### PASSAGE PROVIDED
1

I'm writing a Python script to parse Java classes from a backend service in order to extract necessary information. One of the things I need is to extract the request parameter from a java method.

public\s+[\w<>\[\]]+\s+(\w+)\s*\(([^{]+)(^(@ApiParam(.*)\))|^(@PathParam(.*))|^(@QueryParam(.*))|(@\w+\s+)?)((\w+)\s+(\w+))

Is what I got so far... It already gives me the method parameters in the brackets () however I cannot filter out the @ApiParam and @QueryParam annotations.

/*Some annotations*/
public PortfolioSuggestion calculatePortfolioSuggestion(
        @ApiParam(required = true,
                  value = "Request containing the answers which were answered by the user and an\n" +
                          "investment for which suggestion should be calculated")
        @Valid @NotNull PortfolioSuggestionRequest portfolioSuggestionRequest,
        @ApiParam(value = "The optional product key")
        @QueryParam("product") ProductType productType)
        throws SuggestionsCalculationException {

The request parameter is always the first parameter which is not annotated with @ApiParam or @QueryParam. In this case my target would be PortfolioSuggestionRequest and portfolioSuggestionRequest. The annotations @Valid and @NotNull are always optional and could be omitted

Chau362
  • 37
  • 5

1 Answers1

3

TL;DR : Regexp are not powerful enough for your usecase

Any regexp is equivalent to a Deterministic finite automaton.

Regexps are not always suited to parse code. It sometimes requires to have a Pushdown automaton which regexp doesn't provide. You might want to look into ANTLR which is full feature language parser.

See this question for a similar example.

Here is some github repo aiming at parsing java using ANTLR.

Matthias Beaupère
  • 1,731
  • 2
  • 17
  • 44

### REQUESTS
[A] Identify every annotation that appears in the Java method sample in the thread above, listing each distinct annotation once.
[B] Recast the paragraph in the thread above that begins "The request parameter is always the first parameter" as a concise bulleted list that preserves its main facts.

Dataset records:
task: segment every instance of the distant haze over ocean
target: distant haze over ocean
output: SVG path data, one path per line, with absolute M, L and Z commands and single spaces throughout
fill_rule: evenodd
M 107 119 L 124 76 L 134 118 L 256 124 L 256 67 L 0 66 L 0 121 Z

### SOLUTION LIST
[A]
@ApiParam
@Valid
@NotNull
@QueryParam

[B]
- The request parameter is always the first parameter not annotated with @ApiParam or @QueryParam.
- In this case, the targets are PortfolioSuggestionRequest and portfolioSuggestionRequest.
- The annotations @Valid and @NotNull are always optional and may be omitted.